> THE TASK
Extract the data exactly, missing nothing.

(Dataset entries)

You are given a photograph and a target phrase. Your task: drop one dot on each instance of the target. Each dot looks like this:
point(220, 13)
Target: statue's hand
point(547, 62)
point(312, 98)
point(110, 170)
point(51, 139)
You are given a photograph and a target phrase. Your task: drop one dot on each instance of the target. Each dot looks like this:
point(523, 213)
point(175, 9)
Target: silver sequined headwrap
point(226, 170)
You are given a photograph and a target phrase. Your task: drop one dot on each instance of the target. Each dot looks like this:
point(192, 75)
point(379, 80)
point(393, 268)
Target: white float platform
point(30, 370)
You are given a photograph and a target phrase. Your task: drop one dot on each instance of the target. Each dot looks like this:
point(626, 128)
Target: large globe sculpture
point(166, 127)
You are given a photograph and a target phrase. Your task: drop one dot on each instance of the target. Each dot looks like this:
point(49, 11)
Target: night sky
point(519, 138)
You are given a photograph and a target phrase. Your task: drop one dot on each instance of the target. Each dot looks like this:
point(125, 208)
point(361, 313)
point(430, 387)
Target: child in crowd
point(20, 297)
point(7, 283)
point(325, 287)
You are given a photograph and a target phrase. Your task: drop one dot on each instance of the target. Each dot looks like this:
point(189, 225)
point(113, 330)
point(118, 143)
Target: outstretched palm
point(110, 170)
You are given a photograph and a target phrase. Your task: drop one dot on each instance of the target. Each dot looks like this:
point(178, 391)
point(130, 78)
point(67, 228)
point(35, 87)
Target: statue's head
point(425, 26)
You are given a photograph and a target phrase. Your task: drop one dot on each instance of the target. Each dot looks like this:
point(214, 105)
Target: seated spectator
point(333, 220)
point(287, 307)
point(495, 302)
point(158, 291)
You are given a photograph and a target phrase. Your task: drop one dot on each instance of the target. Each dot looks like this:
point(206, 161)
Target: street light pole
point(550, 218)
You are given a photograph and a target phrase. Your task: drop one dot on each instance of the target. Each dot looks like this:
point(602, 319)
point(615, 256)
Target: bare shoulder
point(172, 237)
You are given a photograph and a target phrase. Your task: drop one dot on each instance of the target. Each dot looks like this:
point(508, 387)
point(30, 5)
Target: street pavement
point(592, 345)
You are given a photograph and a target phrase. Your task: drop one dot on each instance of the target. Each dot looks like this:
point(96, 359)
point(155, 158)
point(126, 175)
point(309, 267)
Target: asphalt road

> FINAL ANSWER
You are given a photograph and a target phrase. Your task: drop one dot on each instance of the target. Each dot looks like this:
point(220, 13)
Target: statue's hand
point(547, 62)
point(312, 98)
point(110, 170)
point(51, 139)
You are given a photograph and a target phrase. Your task: drop one dot on each instance of the target. Each dot looks like this:
point(523, 213)
point(175, 9)
Target: silver sequined headwrap
point(226, 170)
You are given a photograph and a target phrase. Your task: drop one dot on each instance of the target. Each dot looks like this:
point(192, 75)
point(379, 80)
point(393, 268)
Target: white float platform
point(30, 370)
You are given a photograph and a target phrase. Your task: drop one dot on each instance of the target. Each dot looks like this:
point(626, 128)
Target: large globe sculpture
point(166, 127)
You are given a photograph and a target phrase. Your task: drop one dot on each instance of the target. Each dot looks like this:
point(49, 11)
Target: night sky
point(519, 138)
You are given a photograph and a target phrase. Your task: drop one dot on each instance of the target. Each dot looks like this:
point(125, 208)
point(361, 313)
point(430, 387)
Target: child in crowd
point(20, 297)
point(7, 283)
point(325, 287)
You are given a photograph and a target phrase. Your task: drop one dot on each instance of the target. Each dot looks like this:
point(189, 225)
point(113, 330)
point(118, 143)
Target: outstretched palm
point(110, 170)
You are given a photograph and a target phrase. Your task: drop one dot on each instance of the target. Each dot looks like this:
point(178, 391)
point(130, 78)
point(67, 228)
point(35, 87)
Target: statue's head
point(425, 26)
You are given a photograph and a target phrase. Your task: drop one dot on each instance of the target. Each dot looks like this:
point(214, 105)
Target: seated spectator
point(333, 220)
point(287, 307)
point(495, 302)
point(158, 291)
You are given a photograph and a target phrase. Your task: drop one dot on each instance of the target. Each dot looks like this:
point(206, 161)
Target: street light pole
point(550, 218)
You are given a photograph and a target phrase. Your task: drop one dot on each instance of the target. Each dot looks like this:
point(602, 319)
point(615, 256)
Target: bare shoulder
point(172, 237)
You are given a photograph and a target phrase. Your task: drop one dot on each instance of the target. Each dot looks like this:
point(508, 387)
point(30, 5)
Target: street pavement
point(592, 345)
You are given a photograph and a target phrase. Your task: drop one dot on each instance of the target. Each dot looks like this:
point(96, 359)
point(155, 158)
point(126, 175)
point(309, 267)
Target: asphalt road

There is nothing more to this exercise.